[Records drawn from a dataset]

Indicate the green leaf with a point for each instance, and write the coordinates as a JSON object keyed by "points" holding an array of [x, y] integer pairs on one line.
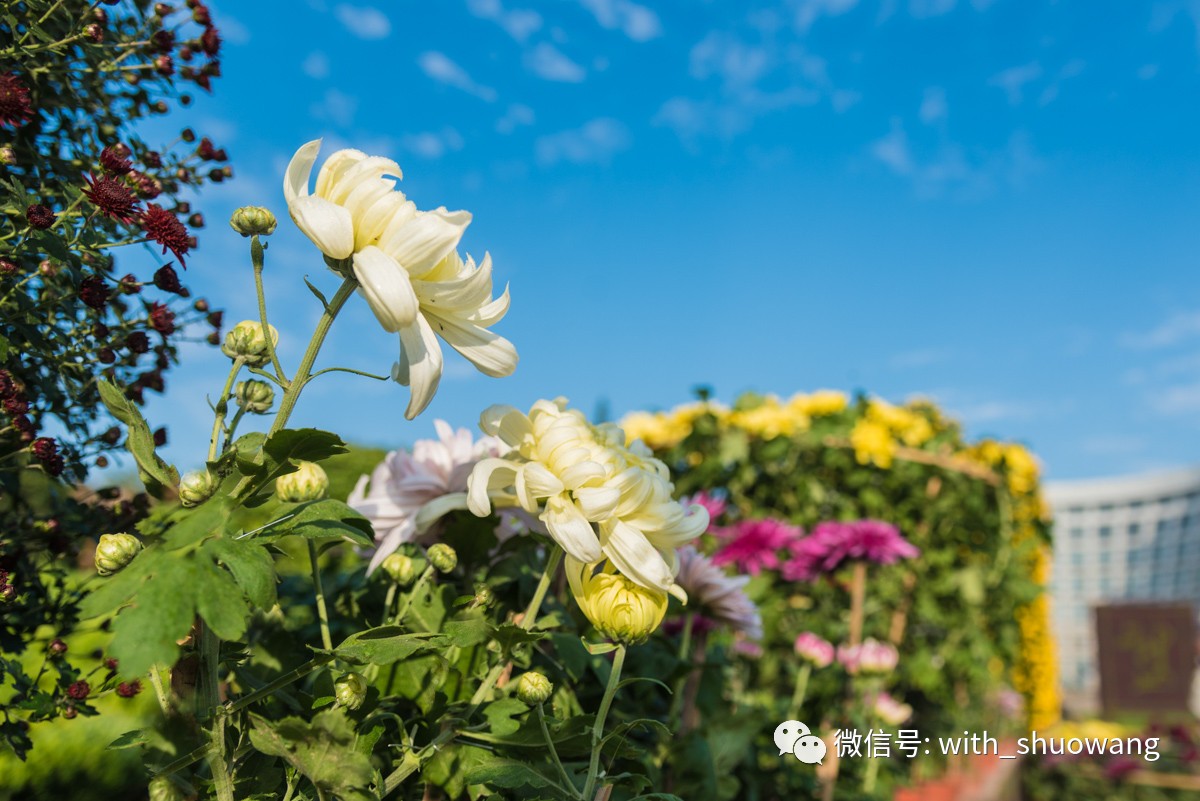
{"points": [[323, 751], [162, 612], [323, 519], [383, 645], [252, 567], [205, 521], [220, 601]]}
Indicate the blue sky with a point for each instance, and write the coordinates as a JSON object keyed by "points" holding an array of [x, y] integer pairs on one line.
{"points": [[990, 203]]}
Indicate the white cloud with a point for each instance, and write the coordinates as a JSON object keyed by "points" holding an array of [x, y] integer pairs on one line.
{"points": [[364, 20], [316, 65], [433, 144], [636, 22], [595, 142], [933, 106], [1013, 80], [547, 62], [517, 23], [809, 11], [336, 107], [443, 70], [515, 118], [1176, 329]]}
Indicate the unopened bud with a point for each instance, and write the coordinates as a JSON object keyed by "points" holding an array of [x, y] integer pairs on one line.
{"points": [[534, 688], [197, 487], [247, 341], [114, 552], [351, 690], [250, 221], [255, 396], [401, 568], [307, 483], [443, 556]]}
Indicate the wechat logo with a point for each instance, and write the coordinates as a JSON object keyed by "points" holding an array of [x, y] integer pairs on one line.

Work required -> Nothing but the records themselves, exact and complete, should be returned; leave the pictures out.

Final answer ->
Indicate the green leaf with a point for each instance, and write the coordinates as a JSON object keyed by "points" holding an array of [x, y] integer pairs on one line.
{"points": [[323, 751], [162, 612], [323, 519], [383, 645], [252, 567], [205, 521], [220, 601]]}
Indicate the blue sky with a point for each instance, and write the coordinates as a JSON object keyed by "points" holding an array of [x, y] integer pairs on one line.
{"points": [[990, 203]]}
Indicate the white cloud with a point for each instance, and write the coordinates as a JSON object keyed by "points" holding an array of [x, y] integer pairs on one line.
{"points": [[364, 20], [316, 65], [433, 144], [636, 22], [595, 142], [933, 106], [1013, 80], [547, 62], [517, 23], [809, 11], [336, 107], [443, 70], [515, 118], [1176, 329]]}
Indicate the unopened bud with a point for each instance, and write the coordinates as a JSON object keyed by "points" holding an array of [x, y] integer pairs on one line.
{"points": [[534, 688], [197, 487], [247, 341], [114, 552], [351, 690], [250, 221], [255, 396], [401, 568], [307, 483], [443, 556]]}
Indicate the wechat logo with a point for each instance, and write the coordinates as a JSON object keyed by "points" holding an array of [x, y] integer pairs on one line.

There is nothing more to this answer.